Write what comes next in the biography of Said Mohammad Sammour, starting right after its last sentence.

▸ Quoted text

● ● ● ●

Minister of Interior
- In office 23 April 2009 – 29 March 2011
- President: Bashar al-Assad
- Prime Minister: Muhammad Naji al-Otari
- Preceded by: Bassam Abd al-Majid
- Succeeded by: Mohammad al-Shaar

Deputy Director of Military Intelligence
- In office 2005–2009

Personal details
- Born: 1950 (age 75–76) Jableh
- Party: Ba'ath Party

Military service
- Rank: Major general

= Said Mohammad Sammour =

Syrian politician (born 1950)

Said Mohammad Sammour (سعيد محمد سمور) (born 1950) is a Syrian military officer and politician who served as interior minister between 2009 and 2011.

==Early life and education==
Sammour was born in Jableh in 1950. He received a bachelor of arts degree in English literature. He also holds a diploma in aeronautical science.

● ● ● ●

▸ Record extracts
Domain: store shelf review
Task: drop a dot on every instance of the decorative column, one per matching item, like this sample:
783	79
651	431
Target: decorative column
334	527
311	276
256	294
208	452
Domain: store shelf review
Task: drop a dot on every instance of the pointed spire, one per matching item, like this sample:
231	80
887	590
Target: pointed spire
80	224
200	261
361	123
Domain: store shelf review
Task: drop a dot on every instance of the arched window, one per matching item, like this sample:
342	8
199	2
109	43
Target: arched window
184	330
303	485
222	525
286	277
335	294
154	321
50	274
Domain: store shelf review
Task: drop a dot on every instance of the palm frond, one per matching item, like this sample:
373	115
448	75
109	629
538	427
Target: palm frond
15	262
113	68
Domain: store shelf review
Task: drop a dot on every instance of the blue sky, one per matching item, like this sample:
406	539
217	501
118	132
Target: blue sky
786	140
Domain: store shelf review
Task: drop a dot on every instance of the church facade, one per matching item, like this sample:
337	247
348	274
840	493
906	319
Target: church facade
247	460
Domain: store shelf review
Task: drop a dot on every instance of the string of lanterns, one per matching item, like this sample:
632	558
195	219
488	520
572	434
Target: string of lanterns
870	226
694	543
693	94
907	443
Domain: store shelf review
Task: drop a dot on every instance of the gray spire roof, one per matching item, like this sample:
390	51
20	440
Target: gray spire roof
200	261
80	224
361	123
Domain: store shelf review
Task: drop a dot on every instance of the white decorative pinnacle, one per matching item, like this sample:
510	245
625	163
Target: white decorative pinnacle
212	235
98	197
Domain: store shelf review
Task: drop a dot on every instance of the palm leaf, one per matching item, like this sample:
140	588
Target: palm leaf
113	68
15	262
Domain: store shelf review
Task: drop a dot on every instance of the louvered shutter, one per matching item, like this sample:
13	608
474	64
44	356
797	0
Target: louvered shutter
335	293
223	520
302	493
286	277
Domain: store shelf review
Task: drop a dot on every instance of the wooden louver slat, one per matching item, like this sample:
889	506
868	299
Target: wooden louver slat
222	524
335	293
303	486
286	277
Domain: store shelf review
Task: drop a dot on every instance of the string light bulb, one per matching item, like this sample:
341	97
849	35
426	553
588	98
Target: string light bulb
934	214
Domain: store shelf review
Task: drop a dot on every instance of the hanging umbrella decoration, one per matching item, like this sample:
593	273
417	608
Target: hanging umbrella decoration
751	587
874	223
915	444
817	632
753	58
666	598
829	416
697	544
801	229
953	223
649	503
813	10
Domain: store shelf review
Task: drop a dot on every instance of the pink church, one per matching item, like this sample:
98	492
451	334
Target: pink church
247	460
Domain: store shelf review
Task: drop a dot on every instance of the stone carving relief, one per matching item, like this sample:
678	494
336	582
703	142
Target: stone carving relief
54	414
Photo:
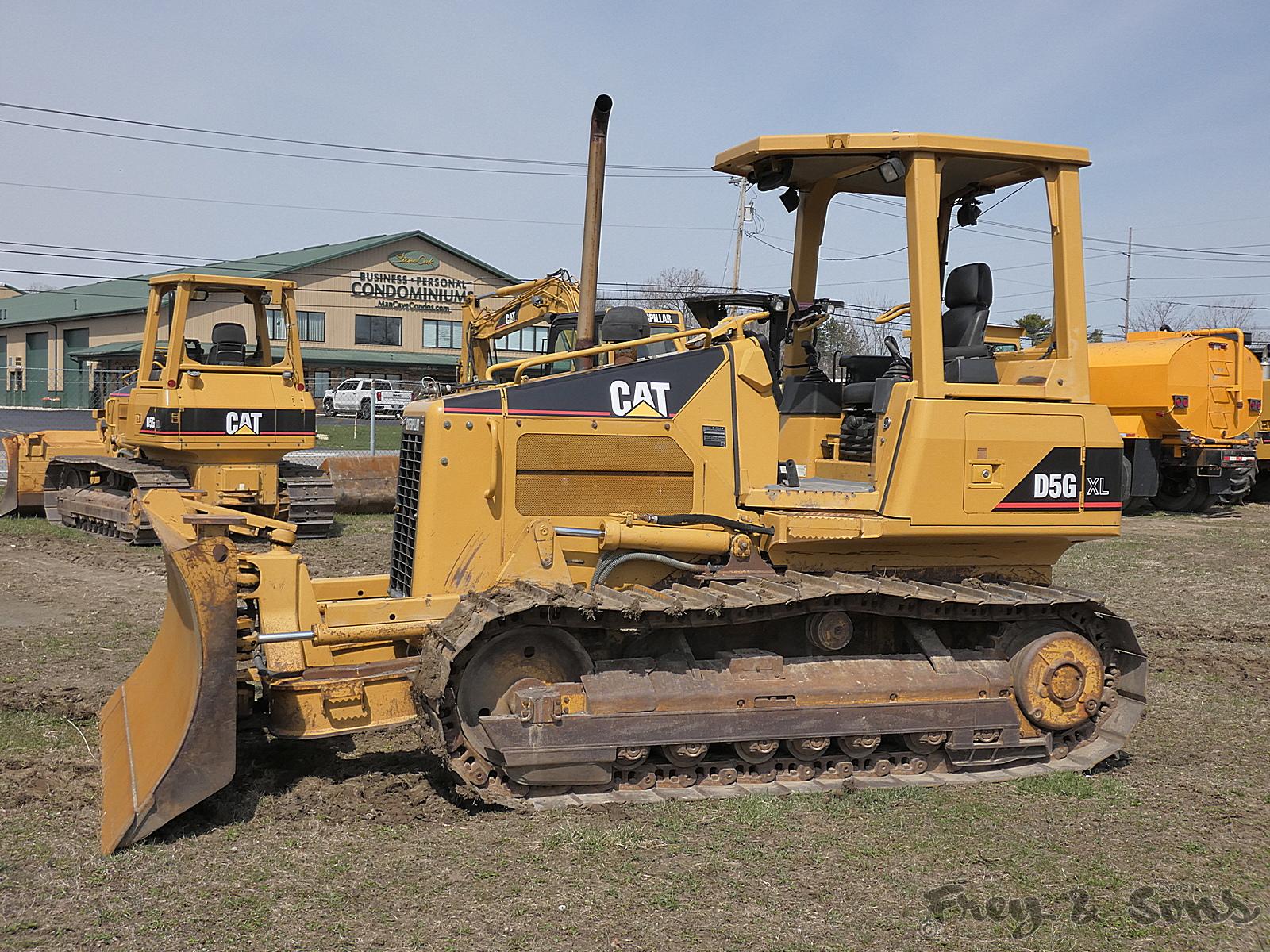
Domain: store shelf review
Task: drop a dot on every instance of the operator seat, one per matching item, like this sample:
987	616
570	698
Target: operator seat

● ● ● ●

▸ Exercise answer
==Career==
Sammour is a former major general. He was the chief of Syrian military intelligence in Homs. He also served in the same post in charge with the Damascus Region. Then he was appointed deputy chief of the military intelligence in 2005, and served in the post until 2009.

On 23 April 2009, Sammour was appointed interior minister to the cabinet headed by Prime Minister Mohammad Naji al-Otari, replacing Bassam Abdel Majid in the post. In April 2011, Sammour was replaced by Mohammad al-Shaar as interior minister.

==Personal life==
Sammour is married and has four children.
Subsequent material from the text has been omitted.